begin SUPPLIED ENTRIES
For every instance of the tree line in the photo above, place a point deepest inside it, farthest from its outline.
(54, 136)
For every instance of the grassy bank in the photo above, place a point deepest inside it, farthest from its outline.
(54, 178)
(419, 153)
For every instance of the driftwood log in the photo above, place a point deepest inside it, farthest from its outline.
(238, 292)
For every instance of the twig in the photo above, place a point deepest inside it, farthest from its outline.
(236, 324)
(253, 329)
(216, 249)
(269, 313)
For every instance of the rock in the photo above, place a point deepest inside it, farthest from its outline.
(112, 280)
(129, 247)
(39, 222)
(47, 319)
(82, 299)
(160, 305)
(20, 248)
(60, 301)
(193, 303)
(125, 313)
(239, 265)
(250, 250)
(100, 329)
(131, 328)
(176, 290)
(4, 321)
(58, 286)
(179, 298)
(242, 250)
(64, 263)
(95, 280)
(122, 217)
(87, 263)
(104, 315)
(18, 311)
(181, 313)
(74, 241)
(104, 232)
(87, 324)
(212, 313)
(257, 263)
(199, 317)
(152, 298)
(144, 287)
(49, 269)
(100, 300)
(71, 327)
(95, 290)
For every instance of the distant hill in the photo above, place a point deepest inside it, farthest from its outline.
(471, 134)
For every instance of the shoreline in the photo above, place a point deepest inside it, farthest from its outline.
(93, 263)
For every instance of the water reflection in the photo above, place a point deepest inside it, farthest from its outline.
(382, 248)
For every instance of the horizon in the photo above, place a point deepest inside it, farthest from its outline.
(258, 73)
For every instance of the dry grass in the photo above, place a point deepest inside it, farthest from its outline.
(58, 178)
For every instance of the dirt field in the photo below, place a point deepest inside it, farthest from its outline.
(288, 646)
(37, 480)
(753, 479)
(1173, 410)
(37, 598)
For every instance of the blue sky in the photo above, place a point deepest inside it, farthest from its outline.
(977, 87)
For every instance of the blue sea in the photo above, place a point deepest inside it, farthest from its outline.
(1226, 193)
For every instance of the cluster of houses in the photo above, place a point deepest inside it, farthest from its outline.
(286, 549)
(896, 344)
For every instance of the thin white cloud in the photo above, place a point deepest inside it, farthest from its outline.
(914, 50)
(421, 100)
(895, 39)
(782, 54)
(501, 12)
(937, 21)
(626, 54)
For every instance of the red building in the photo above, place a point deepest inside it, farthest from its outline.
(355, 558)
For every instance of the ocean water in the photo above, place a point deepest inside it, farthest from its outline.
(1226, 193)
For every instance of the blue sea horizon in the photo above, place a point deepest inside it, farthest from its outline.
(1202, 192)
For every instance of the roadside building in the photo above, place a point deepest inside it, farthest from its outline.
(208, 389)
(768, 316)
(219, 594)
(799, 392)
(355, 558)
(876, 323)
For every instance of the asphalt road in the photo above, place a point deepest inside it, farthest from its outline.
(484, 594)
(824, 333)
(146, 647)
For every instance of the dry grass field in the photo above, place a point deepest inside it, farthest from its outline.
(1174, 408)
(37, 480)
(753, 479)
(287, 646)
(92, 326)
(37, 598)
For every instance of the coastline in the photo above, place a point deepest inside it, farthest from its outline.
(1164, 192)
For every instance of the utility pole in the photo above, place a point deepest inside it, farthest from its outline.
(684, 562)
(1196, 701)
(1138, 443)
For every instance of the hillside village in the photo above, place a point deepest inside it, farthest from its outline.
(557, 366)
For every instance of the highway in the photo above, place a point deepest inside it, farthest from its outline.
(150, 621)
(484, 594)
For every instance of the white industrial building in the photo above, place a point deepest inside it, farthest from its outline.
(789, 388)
end SUPPLIED ENTRIES
■ TASK ■
Render every line of the listing above as a Markdown table with two columns, Row and Listing line, numbering each row and omitting any blank lines.

■ THE OUTPUT ■
| Row | Listing line |
|---|---|
| 1 | For every instance of the tree line in the photo above, place a point deepest inside it, farthest from its outline. |
| 2 | (54, 136) |
| 3 | For every instance of the grassy bank in the photo above, place a point deepest inside it, farthest from its outline. |
| 4 | (54, 178) |
| 5 | (419, 153) |
| 6 | For every instance of the driftwood log in the photo above, place a point deepest inside it, farthest from its outline. |
| 7 | (238, 292) |
| 8 | For every instance of the twig in the photo above, place a point deepest inside it, farthest from its outline. |
| 9 | (236, 324) |
| 10 | (253, 329) |
| 11 | (216, 249) |
| 12 | (269, 313) |
| 13 | For every instance of the rock in the photo above, place a point deepest inside it, farthest from its outline. |
| 14 | (112, 280) |
| 15 | (129, 247) |
| 16 | (39, 222) |
| 17 | (47, 319) |
| 18 | (82, 299) |
| 19 | (160, 305) |
| 20 | (20, 248) |
| 21 | (60, 301) |
| 22 | (193, 303) |
| 23 | (125, 313) |
| 24 | (239, 265) |
| 25 | (250, 250) |
| 26 | (100, 329) |
| 27 | (131, 328) |
| 28 | (176, 290) |
| 29 | (4, 321) |
| 30 | (58, 286) |
| 31 | (179, 298) |
| 32 | (242, 250) |
| 33 | (64, 263) |
| 34 | (95, 280) |
| 35 | (122, 217) |
| 36 | (87, 263) |
| 37 | (104, 315) |
| 38 | (18, 311) |
| 39 | (181, 313) |
| 40 | (74, 241) |
| 41 | (104, 232) |
| 42 | (87, 324) |
| 43 | (212, 313) |
| 44 | (257, 263) |
| 45 | (199, 317) |
| 46 | (152, 298) |
| 47 | (144, 287) |
| 48 | (49, 269) |
| 49 | (100, 300) |
| 50 | (71, 327) |
| 51 | (95, 290) |
| 52 | For every instance of the distant hill in the photo above, place a point deepest inside it, farthest from its outline. |
| 53 | (471, 134) |
| 54 | For every instance of the shoreline in the photo above, place a point deepest inside it, farthest from its outline. |
| 55 | (93, 263) |
| 56 | For every instance of the water reflection in the photo above, place a point deepest inside it, farthest from its outline. |
| 57 | (382, 248) |
| 58 | For every instance of the horizon in the photo above, place a point deepest inside it, farthest from its outline. |
| 59 | (258, 73) |
| 60 | For every instance of the dry grass in the photo above, place a point deepest inside it, farthest from its outline. |
| 61 | (58, 178) |
| 62 | For every instance of the dirt field in the photo below, place a point deepest inside it, farthest from its outline. |
| 63 | (288, 646) |
| 64 | (37, 480) |
| 65 | (753, 479) |
| 66 | (1173, 410) |
| 67 | (37, 598) |
| 68 | For every instance of the blue sky in the photo above, place a point deepest inside it, farthest from its outline. |
| 69 | (977, 87) |
| 70 | For every instance of the blue sea in the photo above, place a point deepest inside it, farthest from its outline. |
| 71 | (1226, 193) |
| 72 | For every instance of the cluster of houses in the photo above, place a point deepest inside it, farthest from its outline. |
| 73 | (286, 549) |
| 74 | (896, 344) |
| 75 | For every instance of the thin white cloud in the photo above, place a point deepest inside it, farthest from its outline. |
| 76 | (914, 50) |
| 77 | (421, 100) |
| 78 | (895, 39) |
| 79 | (782, 54) |
| 80 | (501, 12) |
| 81 | (937, 21) |
| 82 | (626, 54) |
| 83 | For every instance of the red building in the photo above, place a point deepest inside it, farthest from its outline. |
| 84 | (355, 558) |
| 85 | For every instance of the ocean water in the photo above, place a point deepest inside it, farthest from its outline. |
| 86 | (1226, 193) |
| 87 | For every instance of the blue sea horizon in the photo above, place a point deepest inside it, farthest from its outline. |
| 88 | (1202, 192) |
| 89 | For every instance of the roadside building in the photo above, place a point deepest inside it, farthest from its outline. |
| 90 | (208, 389) |
| 91 | (768, 316) |
| 92 | (219, 594) |
| 93 | (799, 392) |
| 94 | (355, 558) |
| 95 | (876, 323) |
| 96 | For every instance of the asphalt road in the photo above, place a point deepest inside it, farthest from its outline. |
| 97 | (484, 594) |
| 98 | (824, 333) |
| 99 | (146, 647) |
| 100 | For every instance of the dry grass field in the photo above, place a point deepest inside it, farthest from its outline. |
| 101 | (1174, 408) |
| 102 | (37, 480) |
| 103 | (753, 479) |
| 104 | (287, 646) |
| 105 | (92, 326) |
| 106 | (37, 598) |
| 107 | For every instance of the coastline in the photo above, place a point deepest inside it, farthest from its outline. |
| 108 | (1164, 192) |
| 109 | For every instance of the utility pole in the photo above, place a point deepest inside it, farthest from its outline. |
| 110 | (684, 562) |
| 111 | (1196, 701) |
| 112 | (1138, 443) |
| 113 | For every instance of the hillside village in the photo above, place a point deepest inside it, farthest from its outline. |
| 114 | (557, 366) |
| 115 | For every instance of the highway in the photo above, place a point deepest inside it, farthest from its outline. |
| 116 | (150, 621) |
| 117 | (484, 594) |
| 118 | For every instance of the white industrial building in the photo above, place a point deepest inside it, farthest from its outline. |
| 119 | (789, 388) |